◆ **Exercise objective**: Transcribe the entries that come next exactly, but not the pictures they contain.

◆ **Provided data**:
################

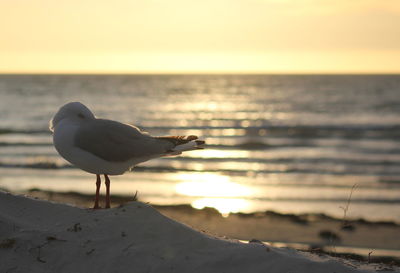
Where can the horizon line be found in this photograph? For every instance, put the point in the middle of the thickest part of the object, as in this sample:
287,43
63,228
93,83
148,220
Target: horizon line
199,73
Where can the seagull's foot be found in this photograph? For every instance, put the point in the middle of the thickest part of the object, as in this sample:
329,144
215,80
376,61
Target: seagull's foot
135,197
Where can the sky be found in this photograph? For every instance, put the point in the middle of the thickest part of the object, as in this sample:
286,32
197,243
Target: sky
208,36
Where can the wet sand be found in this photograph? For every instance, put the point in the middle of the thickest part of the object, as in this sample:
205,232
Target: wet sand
301,231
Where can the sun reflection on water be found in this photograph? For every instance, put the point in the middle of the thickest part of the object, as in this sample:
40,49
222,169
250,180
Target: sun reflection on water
213,190
223,205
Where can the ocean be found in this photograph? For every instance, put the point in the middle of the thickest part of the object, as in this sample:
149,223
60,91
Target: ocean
288,143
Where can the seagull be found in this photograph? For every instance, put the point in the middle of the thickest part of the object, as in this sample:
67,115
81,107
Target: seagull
107,147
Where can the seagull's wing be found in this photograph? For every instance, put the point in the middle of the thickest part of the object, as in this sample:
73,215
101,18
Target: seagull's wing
117,142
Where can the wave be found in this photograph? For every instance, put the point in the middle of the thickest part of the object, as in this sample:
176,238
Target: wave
223,171
372,131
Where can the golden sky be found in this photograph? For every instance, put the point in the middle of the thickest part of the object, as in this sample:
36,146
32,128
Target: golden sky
174,36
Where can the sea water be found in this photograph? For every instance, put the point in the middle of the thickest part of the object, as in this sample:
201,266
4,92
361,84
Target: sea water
290,143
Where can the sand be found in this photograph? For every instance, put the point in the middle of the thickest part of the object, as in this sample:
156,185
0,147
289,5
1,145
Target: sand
42,236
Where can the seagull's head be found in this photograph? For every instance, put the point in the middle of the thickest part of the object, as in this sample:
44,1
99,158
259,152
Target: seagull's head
73,111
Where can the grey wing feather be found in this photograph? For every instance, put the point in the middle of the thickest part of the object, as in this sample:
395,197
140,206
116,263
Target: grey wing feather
117,142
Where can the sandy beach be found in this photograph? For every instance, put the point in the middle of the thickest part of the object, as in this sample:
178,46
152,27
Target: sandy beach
42,236
315,231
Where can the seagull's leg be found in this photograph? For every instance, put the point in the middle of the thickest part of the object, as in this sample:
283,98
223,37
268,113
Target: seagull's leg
96,200
107,191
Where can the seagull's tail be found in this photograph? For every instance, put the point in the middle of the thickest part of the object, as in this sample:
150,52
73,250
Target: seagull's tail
183,143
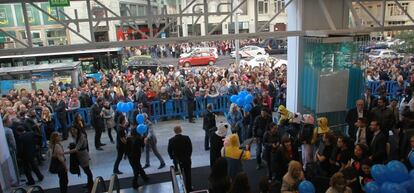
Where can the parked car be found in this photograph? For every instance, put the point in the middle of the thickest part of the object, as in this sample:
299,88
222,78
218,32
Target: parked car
249,51
201,49
383,54
274,46
196,59
261,60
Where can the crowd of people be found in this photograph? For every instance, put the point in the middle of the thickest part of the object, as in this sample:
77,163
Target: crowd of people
294,148
175,50
28,115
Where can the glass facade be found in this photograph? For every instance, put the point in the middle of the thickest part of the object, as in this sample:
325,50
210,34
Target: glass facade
323,63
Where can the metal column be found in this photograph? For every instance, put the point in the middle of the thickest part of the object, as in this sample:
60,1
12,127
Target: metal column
90,17
27,25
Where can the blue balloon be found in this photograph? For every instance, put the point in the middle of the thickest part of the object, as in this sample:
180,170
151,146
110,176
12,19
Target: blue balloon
243,93
130,106
411,158
119,106
124,107
388,187
408,185
248,98
379,173
372,187
141,129
397,172
247,107
140,118
240,102
234,98
411,174
306,187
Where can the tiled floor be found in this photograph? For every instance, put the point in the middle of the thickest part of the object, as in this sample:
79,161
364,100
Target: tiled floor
102,161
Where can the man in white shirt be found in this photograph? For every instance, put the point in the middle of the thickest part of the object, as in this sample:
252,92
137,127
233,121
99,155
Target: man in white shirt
363,135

################

◆ **Output for this exercise**:
Where can the horizon line be found in this photograph? For every instance, put the point in the middle of the thickest part of the object, as in this sample:
287,43
63,228
93,83
148,220
Target: horizon line
199,73
Where can the seagull's foot be found in this photograph? For every instance, put the point in the middle of the thickest part of the object, as in this sample:
329,144
215,80
376,61
Target: seagull's foot
135,197
Where can the sky be found in this photograph? For every instance, put the point in the middle of the thickest part of the object, as in this sample:
286,32
197,243
Target: sky
208,36
Where can the wet sand be found in this photograph? For every instance, put the point in the middle of the thickest part of the object, as in this sample:
205,232
Target: wet sand
301,231
Where can the sun reflection on water be found in this photograph? For every instance, put the point in the middle of the thickest part of the object, as in this sample:
40,49
222,169
250,180
Target: sun reflection on water
213,190
223,205
Where can the ocean be found in this photograph? For every instance, put the point in the middle of the thickest part of the object, as in this sample:
149,223
60,91
Target: ocean
288,143
Where can the seagull be found in this photograph? For every instance, put the point in the middle of the thickest part of the object, as in this sample:
67,115
81,107
Target: seagull
107,147
Where can the seagull's wing be found in this photograph? For every instance, put the point in the middle of the thickest part of the object, as in this sample:
73,215
101,18
Target: seagull's wing
117,142
Where can the wave be found in this photograph? For every instance, put the point in the middle of the thickest part of the object, as in this sample:
176,238
Target: wave
223,171
372,131
Where can the golden sky be found in this photograph? For every instance, put the point in the middle of the thickest part of the object, as in this sample:
36,146
32,128
Target: golden sky
174,36
Where can the sea water be found in this photograph? For every instance, put the point in the middle of the thickest part of the object, as in this sample:
201,266
4,92
361,84
Target: sea water
290,143
Where can the sand be found in this photograph? For every instance, put the point in the middle of the thickest part of the object, as in this sample:
156,185
0,147
289,5
1,145
Target: sand
42,236
Where can the seagull's head be found in this photograph? For every instance, put the point in the middle of the thickest part of the object, as in this sample:
44,1
99,158
259,152
Target: seagull's head
73,111
Where can the grey wing feather be found in this photograph? For every instance, put the point in the middle of the thickest part of the object, as in this sample:
395,197
140,206
116,263
Target: grey wing feather
117,142
Where can the sandy beach be found in this photograph? For every instance, put the point in the middle of the thickest part of the object, as in this sample:
178,46
152,27
Target: sandy beach
42,236
315,231
Where can the seagull's leg be found in this photograph? For every instance, put the point in the middle of the thickest part of the object, as in this sample:
283,98
223,37
268,113
Target: seagull's leg
96,200
107,191
Where can the seagull's tail be found in this photograph? For every instance, put the point in the middle of the thickest part of the object, as in this sample:
150,52
73,250
Target: seagull's tail
183,143
Where can the parked car be found in this photograph? For every instance, put the point in the middle of the thickest part of the object, as in this sample:
299,88
222,78
218,32
Target: parked car
249,51
201,49
383,54
274,46
196,59
261,60
Where can the crowd of people be found in this photograph? For every instance, put the point in the middle of the thickest part of the object, as in this sample:
77,163
Target: crowd of people
294,148
175,50
28,115
Where can the glass facade be found in this photograph? For every instance, put the point in the middle of the thickest part of the object, as in this sample:
325,50
210,34
Target: glass facade
323,63
Where can the metal column be found in this photograph? For every instance, put the point in the middle of the thickest part of the object, as in this sample:
60,1
12,127
Target: metal column
90,17
27,25
Where can the blue balloon be found in this photograph? For every instance, put the point in the middle of the thickest part of the object, as in this sample:
180,170
151,146
110,176
12,19
Target: blue balloon
243,93
130,106
411,158
119,106
124,107
388,187
408,185
248,98
379,173
372,187
141,129
397,172
247,107
140,118
240,102
234,98
411,174
306,187
Where can the tiled floor be found in this photograph? For every instance, put the point in the middle of the thickest part of the object, as in this sample:
79,161
364,100
Target: tiled floor
102,161
Where can the man in white shirt be found in this photograph? For every instance, put the point in the middle of the thickest part of the object, as in this sample:
252,92
137,127
233,121
99,155
Target: man in white shirt
363,135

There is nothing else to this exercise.